Stored data entries:
** Start **
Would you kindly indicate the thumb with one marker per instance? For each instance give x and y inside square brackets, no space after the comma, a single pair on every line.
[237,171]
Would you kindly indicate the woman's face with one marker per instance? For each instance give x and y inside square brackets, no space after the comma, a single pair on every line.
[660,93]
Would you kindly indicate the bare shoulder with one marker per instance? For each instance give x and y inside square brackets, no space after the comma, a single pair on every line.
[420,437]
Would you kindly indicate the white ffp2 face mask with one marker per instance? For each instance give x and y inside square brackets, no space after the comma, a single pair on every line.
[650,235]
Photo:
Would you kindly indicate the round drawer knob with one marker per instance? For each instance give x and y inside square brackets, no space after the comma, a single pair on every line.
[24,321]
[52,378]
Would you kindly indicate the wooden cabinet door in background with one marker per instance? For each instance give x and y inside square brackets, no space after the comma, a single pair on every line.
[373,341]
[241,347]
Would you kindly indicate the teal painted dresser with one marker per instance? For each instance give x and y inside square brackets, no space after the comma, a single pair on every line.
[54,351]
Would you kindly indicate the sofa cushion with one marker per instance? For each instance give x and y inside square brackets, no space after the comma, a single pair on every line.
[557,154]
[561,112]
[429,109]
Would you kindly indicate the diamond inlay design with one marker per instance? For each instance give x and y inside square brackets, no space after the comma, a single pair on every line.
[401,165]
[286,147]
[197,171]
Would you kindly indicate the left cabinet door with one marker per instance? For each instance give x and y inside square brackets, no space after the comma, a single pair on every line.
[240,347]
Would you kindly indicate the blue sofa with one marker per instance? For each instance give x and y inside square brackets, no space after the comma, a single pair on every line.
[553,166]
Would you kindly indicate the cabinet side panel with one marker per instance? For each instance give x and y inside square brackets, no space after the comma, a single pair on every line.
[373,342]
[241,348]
** End **
### Written problem
Reproduce exactly the lines from the one with "Would you kindly indicate the sofa" through the end of the entries above, both ends included.

### Written response
Would you kindly indicate the sofa cushion with one marker per instance? For each instance give x and y inside square brackets, no space after the comma, a single pair on every line.
[557,154]
[561,112]
[429,109]
Would you kindly indicate the diamond inlay design with one marker per instance? For each instance give x and y inside square brackets, no space after the comma, a single pair on every line.
[401,165]
[286,147]
[197,171]
Would you kindly indicate the left cabinet door with one marker per instance? For each instance give x and y inside square brackets, no space after the comma, a single pair on every line.
[240,347]
Would you kindly indicate the blue sofa with one marker per instance? For each instance give x and y inside square brackets, no space after the comma, a single pair on every line.
[553,166]
Would you kindly indicate the cabinet side panel with one marker per instance? For each instance give x and y inside square brackets, no space after the comma, a single pair on every line.
[373,342]
[241,348]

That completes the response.